Please give back every entry in full, word for word, but none of the pictures.

PROVIDED ENTRIES:

:::

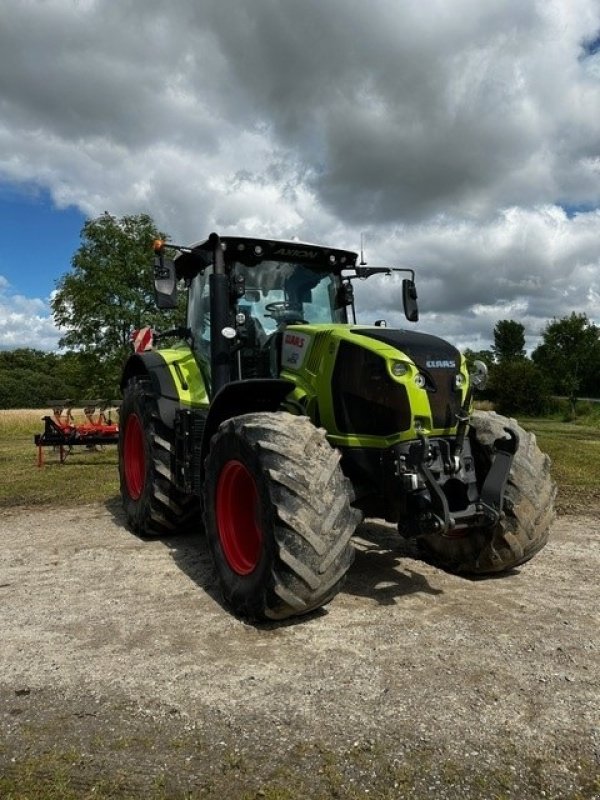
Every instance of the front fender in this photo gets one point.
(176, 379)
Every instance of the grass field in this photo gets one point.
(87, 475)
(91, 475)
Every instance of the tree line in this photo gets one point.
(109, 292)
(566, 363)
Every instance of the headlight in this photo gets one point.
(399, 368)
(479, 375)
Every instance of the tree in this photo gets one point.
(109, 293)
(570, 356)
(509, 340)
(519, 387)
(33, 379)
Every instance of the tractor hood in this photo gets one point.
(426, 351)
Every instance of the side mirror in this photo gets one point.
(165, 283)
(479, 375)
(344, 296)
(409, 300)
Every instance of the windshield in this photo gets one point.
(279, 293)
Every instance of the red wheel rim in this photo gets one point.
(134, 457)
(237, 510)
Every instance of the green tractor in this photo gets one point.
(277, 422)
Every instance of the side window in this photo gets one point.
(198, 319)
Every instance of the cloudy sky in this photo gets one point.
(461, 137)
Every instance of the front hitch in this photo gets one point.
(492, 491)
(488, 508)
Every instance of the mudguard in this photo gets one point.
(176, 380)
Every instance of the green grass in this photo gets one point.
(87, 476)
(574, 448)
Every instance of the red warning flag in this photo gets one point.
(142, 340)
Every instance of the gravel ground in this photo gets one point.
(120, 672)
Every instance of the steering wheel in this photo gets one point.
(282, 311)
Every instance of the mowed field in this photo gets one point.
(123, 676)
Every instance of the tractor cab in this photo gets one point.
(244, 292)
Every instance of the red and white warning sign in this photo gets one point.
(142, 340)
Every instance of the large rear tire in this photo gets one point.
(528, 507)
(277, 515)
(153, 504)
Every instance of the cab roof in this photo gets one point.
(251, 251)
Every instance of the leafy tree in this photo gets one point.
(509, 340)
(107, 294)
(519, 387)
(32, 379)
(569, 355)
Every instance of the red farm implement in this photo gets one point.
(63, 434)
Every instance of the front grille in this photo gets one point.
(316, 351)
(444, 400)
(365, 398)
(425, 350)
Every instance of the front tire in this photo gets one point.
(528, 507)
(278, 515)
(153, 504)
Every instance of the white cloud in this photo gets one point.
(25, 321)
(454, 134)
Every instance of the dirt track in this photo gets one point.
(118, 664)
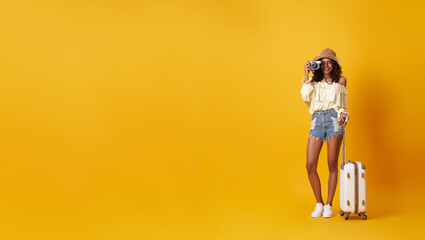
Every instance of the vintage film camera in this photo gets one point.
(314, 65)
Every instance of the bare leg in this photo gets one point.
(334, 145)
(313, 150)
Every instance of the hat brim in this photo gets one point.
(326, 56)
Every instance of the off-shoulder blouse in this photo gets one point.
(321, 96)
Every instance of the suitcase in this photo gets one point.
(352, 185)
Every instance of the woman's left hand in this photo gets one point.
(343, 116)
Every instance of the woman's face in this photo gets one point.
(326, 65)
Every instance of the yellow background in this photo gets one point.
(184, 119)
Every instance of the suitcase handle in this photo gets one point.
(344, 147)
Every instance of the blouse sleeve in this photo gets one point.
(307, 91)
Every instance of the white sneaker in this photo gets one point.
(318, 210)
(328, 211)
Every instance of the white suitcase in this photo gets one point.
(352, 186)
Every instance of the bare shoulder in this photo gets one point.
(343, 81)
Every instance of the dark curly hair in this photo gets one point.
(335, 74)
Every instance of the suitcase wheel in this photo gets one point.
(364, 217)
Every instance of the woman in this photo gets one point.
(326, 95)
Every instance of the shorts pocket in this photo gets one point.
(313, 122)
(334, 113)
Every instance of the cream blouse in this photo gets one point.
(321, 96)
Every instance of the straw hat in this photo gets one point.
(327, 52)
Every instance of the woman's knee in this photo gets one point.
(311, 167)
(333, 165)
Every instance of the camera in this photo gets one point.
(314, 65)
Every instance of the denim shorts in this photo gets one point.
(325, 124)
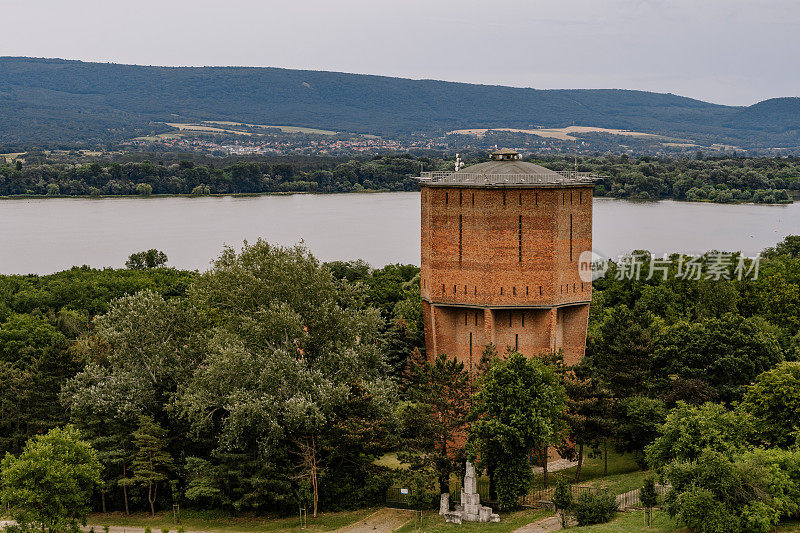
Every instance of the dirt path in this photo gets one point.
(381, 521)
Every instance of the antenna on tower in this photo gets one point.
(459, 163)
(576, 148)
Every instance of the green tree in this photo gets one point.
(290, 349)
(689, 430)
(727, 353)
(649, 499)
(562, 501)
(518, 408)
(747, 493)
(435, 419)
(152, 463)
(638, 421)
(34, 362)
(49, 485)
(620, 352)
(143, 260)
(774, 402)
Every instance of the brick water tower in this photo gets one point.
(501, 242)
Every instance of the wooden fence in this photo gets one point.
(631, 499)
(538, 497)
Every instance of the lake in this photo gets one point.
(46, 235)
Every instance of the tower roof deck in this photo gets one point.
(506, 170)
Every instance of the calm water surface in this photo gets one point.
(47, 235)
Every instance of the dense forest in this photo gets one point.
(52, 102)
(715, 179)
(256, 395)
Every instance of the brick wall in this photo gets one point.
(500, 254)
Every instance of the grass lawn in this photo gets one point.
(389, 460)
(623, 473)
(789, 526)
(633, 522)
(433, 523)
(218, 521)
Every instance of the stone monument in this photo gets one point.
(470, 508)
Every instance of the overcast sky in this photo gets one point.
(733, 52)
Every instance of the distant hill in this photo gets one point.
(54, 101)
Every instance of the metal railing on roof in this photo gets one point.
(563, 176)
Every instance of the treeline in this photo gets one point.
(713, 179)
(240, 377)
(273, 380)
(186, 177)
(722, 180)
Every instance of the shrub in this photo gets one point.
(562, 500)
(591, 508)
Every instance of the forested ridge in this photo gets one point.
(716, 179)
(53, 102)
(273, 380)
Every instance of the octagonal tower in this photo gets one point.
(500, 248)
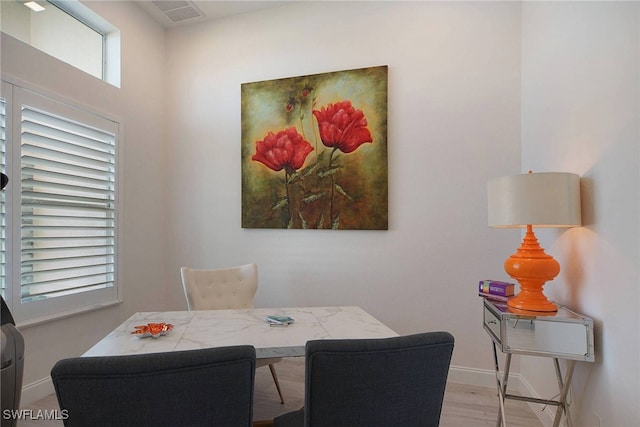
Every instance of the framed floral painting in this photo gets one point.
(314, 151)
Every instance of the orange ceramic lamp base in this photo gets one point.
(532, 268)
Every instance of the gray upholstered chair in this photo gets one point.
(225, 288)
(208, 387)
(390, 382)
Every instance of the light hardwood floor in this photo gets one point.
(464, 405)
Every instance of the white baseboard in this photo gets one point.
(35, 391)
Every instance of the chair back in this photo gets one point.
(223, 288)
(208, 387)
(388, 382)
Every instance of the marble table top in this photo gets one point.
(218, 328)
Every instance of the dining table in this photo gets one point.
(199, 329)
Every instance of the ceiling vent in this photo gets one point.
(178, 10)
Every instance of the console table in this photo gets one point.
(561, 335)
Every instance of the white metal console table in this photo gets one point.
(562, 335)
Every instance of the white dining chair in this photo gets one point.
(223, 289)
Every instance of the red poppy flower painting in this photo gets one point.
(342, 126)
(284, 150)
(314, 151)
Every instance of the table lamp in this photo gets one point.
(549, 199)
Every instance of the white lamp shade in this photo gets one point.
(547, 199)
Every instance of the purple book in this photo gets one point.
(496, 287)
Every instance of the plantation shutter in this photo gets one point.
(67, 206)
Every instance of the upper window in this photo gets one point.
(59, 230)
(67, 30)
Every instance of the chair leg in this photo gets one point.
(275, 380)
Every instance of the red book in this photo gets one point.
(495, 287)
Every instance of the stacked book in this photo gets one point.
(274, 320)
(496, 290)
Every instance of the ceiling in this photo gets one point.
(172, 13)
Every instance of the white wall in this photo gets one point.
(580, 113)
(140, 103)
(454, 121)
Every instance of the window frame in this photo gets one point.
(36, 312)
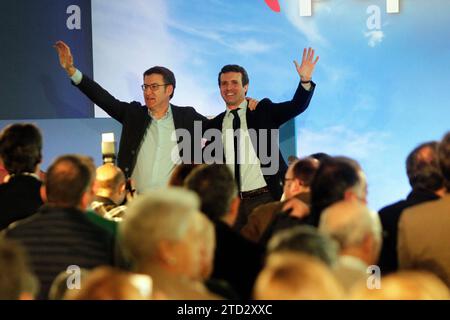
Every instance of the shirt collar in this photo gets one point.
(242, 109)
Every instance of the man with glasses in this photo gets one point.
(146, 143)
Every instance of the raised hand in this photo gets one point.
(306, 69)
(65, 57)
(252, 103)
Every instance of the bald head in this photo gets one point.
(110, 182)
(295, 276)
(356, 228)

:::

TASK OUTPUT:
Every instance of the front fender in this photo gets one point.
(176, 379)
Every instance of the grass field in this photo gets one point.
(87, 475)
(91, 475)
Every instance of the tree line in this photo gets one point.
(109, 292)
(566, 363)
Every instance of the headlight in this photo gets one point.
(399, 368)
(479, 375)
Every instance of the tree in this photo gets one point.
(109, 293)
(570, 356)
(509, 340)
(519, 387)
(33, 379)
Every instance of the tractor hood in this photo gets one point.
(426, 351)
Every instance of the side mirror in this photo gets one point.
(165, 283)
(479, 375)
(344, 296)
(409, 300)
Every instance of the windshield in this photo gets one point.
(279, 293)
Every instance of the red wheel rim in this photo gets one point.
(134, 457)
(237, 510)
Every instance of the green tractor in this photo gets one point.
(277, 422)
Every instance of the side window in this photo gets one point.
(198, 319)
Every instance of the cloudy sky in this photo gets one point.
(461, 137)
Every instance of the front hitch in this photo gets one point.
(492, 491)
(488, 508)
Every instance of the mudguard in this photo gets one point.
(176, 380)
Every instance of the green grass in this photo gets one point.
(87, 476)
(574, 448)
Every instance of the red warning flag in this photo gets one point.
(142, 340)
Every instance of the gravel ground in this photo gets one point.
(120, 672)
Every instance of the steering wheel in this photo gets one point.
(282, 311)
Every instance of the mowed field in this photo gets one point.
(123, 676)
Every instance of the tractor cab in this photo gets one point.
(244, 292)
Every instance of the red and white warning sign in this photo gets one point.
(142, 340)
Every instance of the large rear tire in this photo gets one point.
(528, 507)
(277, 515)
(153, 504)
Every instance of the cab roof in this photo gets one point.
(251, 251)
Every instance of the leafy tree in this photo gets one point.
(509, 340)
(107, 294)
(519, 387)
(32, 379)
(569, 355)
Every instance of the red farm implement in this photo gets one point.
(63, 434)
Every instance of the front grille in this photo gets one point.
(316, 351)
(444, 400)
(365, 398)
(425, 350)
Every instance of the front tire in this photo gets one point.
(528, 507)
(278, 515)
(153, 504)
Every instance of the white cloud in this photo gets one point.
(25, 321)
(454, 134)
Every instance of the dirt track in this photo gets one point.
(118, 664)
Every instance of the vintage film camera in this photo gets one point.
(314, 65)
Every instance of the bare leg in this photo gets one point.
(334, 145)
(313, 150)
Every instance of the hat brim in this photo gets one point.
(326, 56)
Every instance of the off-shoulder blouse in this photo gets one point.
(321, 96)
Every instance of the suitcase in this photo gets one point.
(352, 185)
Every instance of the woman's left hand in this photo gets one point.
(343, 116)
Every instance of the woman's face in this photo gets one point.
(326, 65)
Every instance of the yellow background in this photo gets one point.
(184, 119)
Every instance of the suitcase handle in this photo gets one point.
(344, 147)
Every instance of the blouse sleeve in this photo gets one point.
(307, 91)
Every instance of the white sneaker in this photo gets one point.
(318, 210)
(328, 211)
Every instance of the white suitcase in this photo gets one point.
(352, 186)
Every instance of the bare shoulder in this photo gets one point.
(343, 81)
Every instance of the dark curly hair in this photo gets one point.
(335, 74)
Every instance of the suitcase wheel in this photo gets one point.
(364, 217)
Every instance of the woman in this photo gets one point.
(326, 95)
Every instance of the shorts pocket in this photo gets one point.
(313, 122)
(334, 113)
Every instance of the cream blouse in this photo gets one point.
(321, 96)
Every instance of the straw hat in this photo gets one point.
(327, 52)
Every instance of the woman's knee in this photo gets one point.
(311, 167)
(333, 165)
Every instance of the camera in this photo gets one point.
(314, 65)
Every instance of the denim shorts in this photo gets one point.
(325, 124)
Every instance of the dirt path in this photo gets one point.
(381, 521)
Every instance of the antenna on tower in this photo gets one point.
(459, 163)
(576, 148)
Every instance of the green tree in this photo gets one point.
(290, 349)
(689, 430)
(727, 353)
(649, 499)
(562, 501)
(518, 408)
(747, 493)
(435, 419)
(152, 463)
(638, 421)
(34, 362)
(49, 485)
(620, 352)
(143, 260)
(774, 402)
Every instance of the brick water tower in this photo gets one point.
(501, 242)
Every instance of the wooden fence in this photo gets one point.
(631, 499)
(538, 497)
Every instance of the lake in this photo gets one point.
(46, 235)
Every instance of the tower roof deck in this photo gets one point.
(506, 170)
Every instance of the calm water surface in this photo gets one point.
(47, 235)
Every instance of the dense forest in this photo gets one point.
(52, 102)
(715, 179)
(256, 395)
Every instance of the brick wall in this photo gets one point.
(500, 254)
Every instance of the grass lawn in this photo gets one point.
(389, 460)
(623, 473)
(789, 526)
(633, 522)
(433, 523)
(218, 521)
Every instance of the stone monument in this photo gets one point.
(470, 508)
Every instance of the overcast sky in this photo gets one point.
(733, 52)
Every instance of the distant hill in this photo gets one point.
(54, 101)
Every instance of the metal railing on roof in this photo gets one point.
(563, 176)
Every instance of the treeline in this photo gets one point.
(713, 179)
(240, 377)
(273, 380)
(186, 177)
(722, 180)
Every instance of the shrub in this photo gets one point.
(562, 500)
(591, 508)
Every instance of the forested ridge in this photo gets one point.
(716, 179)
(53, 102)
(273, 380)
Every instance of the octagonal tower in this photo gets one point.
(500, 248)
Every instance of the framed floral painting in this photo gets one point.
(314, 151)
Every instance of the orange ceramic lamp base in this photo gets one point.
(532, 268)
Every instance of the gray upholstered chair in this photo gets one point.
(225, 288)
(208, 387)
(390, 382)
Every instance of the light hardwood floor in this photo gets one point.
(464, 405)
Every instance of the white baseboard in this photo gets one point.
(35, 391)
Every instance of the chair back in this photo gets one point.
(223, 288)
(208, 387)
(388, 382)
Every instance of the marble table top in this photo gets one point.
(218, 328)
Every instance of the dining table in this photo gets one point.
(199, 329)
Every instance of the ceiling vent in this photo gets one point.
(178, 10)
Every instance of the console table in this photo gets one point.
(561, 335)
Every instance of the white metal console table in this photo gets one point.
(562, 335)
Every instance of the white dining chair in this photo gets one point.
(223, 289)
Every instance of the red poppy flower painting in this photo gets one point.
(342, 126)
(284, 150)
(314, 151)
Every instance of the table lamp in this photo gets one point.
(549, 199)
Every instance of the white lamp shade in this photo gets one point.
(547, 199)
Every instance of the purple book in this photo gets one point.
(496, 287)
Every instance of the plantation shutter in this photo gets one point.
(67, 206)
Every instance of the upper window in this photo gets one point.
(59, 230)
(67, 30)
Every instance of the chair leg in this photo gets one point.
(275, 380)
Every instance of the red book in this photo gets one point.
(495, 287)
Every instance of the stacked book in this photo gets one point.
(274, 320)
(496, 290)
Every instance of the ceiling in this photo gets one point.
(172, 13)
Every instance of the white wall in this photo gets one point.
(580, 113)
(140, 103)
(454, 121)
Every instance of the window frame in this photo gets one point.
(36, 312)
Every instance of the shirt collar in this photo gets one point.
(242, 109)
Every instance of the man with glasses in this photo gets one point.
(146, 143)
Every instance of the raised hand in this photo gets one point.
(306, 69)
(65, 57)
(252, 103)
Every instance of the bald head in this photo gets one point.
(110, 182)
(295, 276)
(356, 228)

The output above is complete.